start PROVIDED DATA
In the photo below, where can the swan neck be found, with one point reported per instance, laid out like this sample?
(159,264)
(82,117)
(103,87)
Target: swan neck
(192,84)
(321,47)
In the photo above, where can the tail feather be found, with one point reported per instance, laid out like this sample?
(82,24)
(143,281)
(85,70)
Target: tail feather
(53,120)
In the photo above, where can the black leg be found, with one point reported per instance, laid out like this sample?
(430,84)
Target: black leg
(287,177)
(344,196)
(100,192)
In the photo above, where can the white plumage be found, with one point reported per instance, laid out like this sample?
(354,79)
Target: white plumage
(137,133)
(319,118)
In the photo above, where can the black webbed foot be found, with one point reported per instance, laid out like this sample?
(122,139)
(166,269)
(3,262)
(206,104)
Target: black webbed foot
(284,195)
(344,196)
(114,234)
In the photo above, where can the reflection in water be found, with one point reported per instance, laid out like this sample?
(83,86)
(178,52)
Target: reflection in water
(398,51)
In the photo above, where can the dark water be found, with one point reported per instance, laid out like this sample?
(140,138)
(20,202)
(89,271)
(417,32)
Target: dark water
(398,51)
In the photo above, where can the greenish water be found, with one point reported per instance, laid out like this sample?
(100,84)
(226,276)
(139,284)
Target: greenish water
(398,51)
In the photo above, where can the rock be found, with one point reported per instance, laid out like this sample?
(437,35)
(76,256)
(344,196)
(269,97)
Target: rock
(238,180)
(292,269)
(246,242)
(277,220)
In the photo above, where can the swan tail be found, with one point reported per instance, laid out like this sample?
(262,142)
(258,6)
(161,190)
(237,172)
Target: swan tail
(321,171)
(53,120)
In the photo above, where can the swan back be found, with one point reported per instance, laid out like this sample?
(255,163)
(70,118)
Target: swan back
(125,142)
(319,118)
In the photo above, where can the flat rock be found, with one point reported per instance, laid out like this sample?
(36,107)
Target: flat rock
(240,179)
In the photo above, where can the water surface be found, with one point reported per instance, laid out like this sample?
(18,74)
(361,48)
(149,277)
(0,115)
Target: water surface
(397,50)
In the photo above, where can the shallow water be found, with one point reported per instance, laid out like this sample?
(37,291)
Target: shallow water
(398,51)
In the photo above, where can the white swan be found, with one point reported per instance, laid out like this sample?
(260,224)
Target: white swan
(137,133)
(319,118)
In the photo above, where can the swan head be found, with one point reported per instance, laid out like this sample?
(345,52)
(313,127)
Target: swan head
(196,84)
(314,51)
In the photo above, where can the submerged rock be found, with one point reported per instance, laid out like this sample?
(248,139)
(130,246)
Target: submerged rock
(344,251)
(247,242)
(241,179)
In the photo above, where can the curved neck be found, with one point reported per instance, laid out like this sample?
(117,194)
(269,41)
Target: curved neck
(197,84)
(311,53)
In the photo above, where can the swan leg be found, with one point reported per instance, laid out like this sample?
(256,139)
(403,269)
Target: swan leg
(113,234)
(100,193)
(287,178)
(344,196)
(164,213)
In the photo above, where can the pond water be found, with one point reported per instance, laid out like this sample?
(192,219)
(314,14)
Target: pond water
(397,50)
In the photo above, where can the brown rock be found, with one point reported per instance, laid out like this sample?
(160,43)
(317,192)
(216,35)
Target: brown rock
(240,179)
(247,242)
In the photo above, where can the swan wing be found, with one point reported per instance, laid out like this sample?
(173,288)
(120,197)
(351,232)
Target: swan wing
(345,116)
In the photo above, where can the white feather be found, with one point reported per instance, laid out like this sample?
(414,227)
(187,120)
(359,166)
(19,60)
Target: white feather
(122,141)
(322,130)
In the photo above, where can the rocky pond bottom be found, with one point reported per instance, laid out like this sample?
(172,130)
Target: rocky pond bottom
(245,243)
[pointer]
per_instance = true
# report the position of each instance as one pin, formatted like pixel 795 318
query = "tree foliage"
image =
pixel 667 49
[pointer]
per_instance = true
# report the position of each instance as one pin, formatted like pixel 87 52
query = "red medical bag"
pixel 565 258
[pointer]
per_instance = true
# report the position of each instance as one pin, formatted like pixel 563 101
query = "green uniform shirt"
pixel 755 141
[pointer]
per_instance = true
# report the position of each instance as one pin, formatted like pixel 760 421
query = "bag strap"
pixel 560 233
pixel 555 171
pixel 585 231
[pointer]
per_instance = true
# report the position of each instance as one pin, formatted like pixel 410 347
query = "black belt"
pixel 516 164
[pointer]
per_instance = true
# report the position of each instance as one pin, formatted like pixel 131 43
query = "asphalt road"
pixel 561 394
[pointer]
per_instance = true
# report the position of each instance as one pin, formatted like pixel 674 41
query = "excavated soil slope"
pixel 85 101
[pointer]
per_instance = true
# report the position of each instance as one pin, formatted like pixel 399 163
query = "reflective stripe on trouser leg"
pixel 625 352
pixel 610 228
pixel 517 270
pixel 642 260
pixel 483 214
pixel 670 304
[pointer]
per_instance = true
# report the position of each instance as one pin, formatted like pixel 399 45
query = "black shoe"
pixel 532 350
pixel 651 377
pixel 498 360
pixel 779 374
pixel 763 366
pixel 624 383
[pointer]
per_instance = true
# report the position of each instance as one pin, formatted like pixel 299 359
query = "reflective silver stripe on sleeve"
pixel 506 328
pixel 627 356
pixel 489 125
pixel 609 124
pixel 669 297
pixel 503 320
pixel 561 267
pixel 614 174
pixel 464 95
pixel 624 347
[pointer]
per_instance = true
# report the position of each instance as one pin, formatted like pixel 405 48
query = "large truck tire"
end PROVIDED DATA
WHAT IS BEING ASKED
Retype every entry word for word.

EXERCISE RESULT
In the photo below, where can the swan neck be found, with one point reported per instance, laid out like this sample?
(159,264)
(82,117)
(103,87)
Target: swan neck
(192,84)
(321,47)
In the photo above, where can the tail feather be found, with one point reported per instance, laid out like this sample?
(82,24)
(143,281)
(85,70)
Target: tail feather
(53,120)
In the photo above, where can the black leg be found, with one point reported per instance, laid out like this sample?
(430,84)
Target: black leg
(287,177)
(344,196)
(100,192)
In the photo above, where can the white plumage be found, with one point reported per instance, laid out like this sample?
(354,79)
Target: white plumage
(137,133)
(319,118)
In the photo above, where can the black webbed foot be found, with one point reported per instance, laid out like this sample?
(122,139)
(166,269)
(3,262)
(206,104)
Target: black webbed foot
(284,195)
(344,196)
(114,234)
In the photo above, where can the reflection in water be found, with one point reported per instance, laid out like this sample?
(83,86)
(178,52)
Target: reflection in water
(398,51)
In the photo above, where can the dark water be found, with one point reported per instance, laid out like this sample?
(140,138)
(20,202)
(89,271)
(417,32)
Target: dark water
(398,51)
In the photo above, where can the greenish water be found, with one point reported per instance, laid out like this sample?
(100,84)
(226,276)
(139,284)
Target: greenish water
(398,51)
In the photo above, where can the rock be found, with one point reported per instance, laid out like this sample?
(437,35)
(76,256)
(344,196)
(269,97)
Target: rock
(238,180)
(292,269)
(246,242)
(277,220)
In the photo above, where can the swan tail be found, with one point reported per instance, laid out like this sample?
(262,142)
(258,6)
(161,190)
(237,172)
Target: swan tail
(321,171)
(53,120)
In the photo above, where can the swan back be found, with one point reported per instance, laid out like this sample?
(255,163)
(70,118)
Target: swan back
(125,142)
(319,118)
In the photo above, where can the flat rock be found, with one point reported per instance, laid out like this sample?
(36,107)
Target: flat rock
(240,179)
In the photo above, where can the water surface be found, with one point reported per instance, laid out like this sample?
(18,74)
(361,48)
(149,277)
(0,115)
Target: water surface
(397,50)
In the photo above, where can the shallow water be found, with one point reported per instance, laid out like this sample?
(37,291)
Target: shallow water
(398,51)
In the photo above, where can the white swan be found, with one point reported per instance, laid out like this sample?
(260,224)
Target: white swan
(137,133)
(319,118)
In the photo above, where can the swan head be found, with one point reported per instance, laid out like this sample?
(345,52)
(313,127)
Target: swan head
(196,84)
(314,51)
In the photo above, where can the submerged rock be found, with one point reported per instance, laid out like this sample?
(248,139)
(130,246)
Target: submerged rock
(344,251)
(247,242)
(241,179)
In the photo above, where can the curved neck be found, with one point reported per instance, laid out like this sample?
(117,194)
(269,41)
Target: curved neck
(197,84)
(311,53)
In the photo above, where can the swan leg be found, with one point reported per instance, laid out like this sample?
(256,139)
(403,269)
Target: swan leg
(113,234)
(100,193)
(287,178)
(344,196)
(164,213)
In the photo above, where can the pond water be found, with one point reported per instance, laid out like this sample?
(192,219)
(314,14)
Target: pond water
(397,50)
In the photo above, where can the brown rock be found, with one point reported per instance, laid out like this sample?
(160,43)
(317,192)
(216,35)
Target: brown rock
(240,179)
(247,242)
In the photo above, where can the swan wing be found, with one point reported per instance, laid out like this sample?
(173,288)
(120,197)
(351,232)
Target: swan wing
(345,116)
In the photo above, where can the white feather be found, with one point reported per instance, laid out like this sample?
(414,227)
(187,120)
(359,166)
(19,60)
Target: white feather
(122,141)
(322,130)
In the photo above, where can the rocky pond bottom be found, with one point reported per instance, laid out like this sample?
(172,130)
Target: rocky pond bottom
(245,243)
[pointer]
per_instance = true
# report the position of each instance as one pin, formatted like pixel 795 318
query = "tree foliage"
image =
pixel 667 49
[pointer]
per_instance = true
# report the position of each instance as one pin, formatted like pixel 87 52
query = "red medical bag"
pixel 565 258
[pointer]
per_instance = true
# report the position of each instance as one pin, formatted like pixel 563 101
query = "green uniform shirt"
pixel 755 141
[pointer]
per_instance = true
# report the position of each instance as one pin, formatted like pixel 760 421
query = "bag strap"
pixel 560 233
pixel 555 171
pixel 585 231
[pointer]
per_instance = true
# report the position of each instance as one pin, formatted like pixel 410 347
query = "black belt"
pixel 516 164
[pointer]
per_instance = true
# report the position of each instance as one pin, formatted like pixel 131 43
query = "asphalt road"
pixel 561 394
[pointer]
per_instance = true
# report the position of each instance as one pin, formatted like pixel 674 41
query = "excavated soil slope"
pixel 85 101
[pointer]
per_instance = true
# report the position of each instance as one pin, formatted like pixel 399 163
query = "reflective stripe on trouser leg"
pixel 625 352
pixel 610 228
pixel 517 270
pixel 642 260
pixel 483 214
pixel 670 304
[pointer]
per_instance = true
# report the position of each instance as one pin, formatted like pixel 399 45
query = "black shoe"
pixel 532 350
pixel 651 377
pixel 498 360
pixel 779 374
pixel 763 366
pixel 624 383
[pointer]
per_instance = true
# report the position of each instance as one pin, formatted like pixel 299 359
query = "reflective silver stripe on sleeve"
pixel 506 328
pixel 627 356
pixel 489 125
pixel 609 124
pixel 669 297
pixel 503 320
pixel 561 267
pixel 614 174
pixel 464 95
pixel 624 347
[pointer]
per_instance = true
# report the position of each instance as one pin, formatted like pixel 405 48
query = "large truck tire"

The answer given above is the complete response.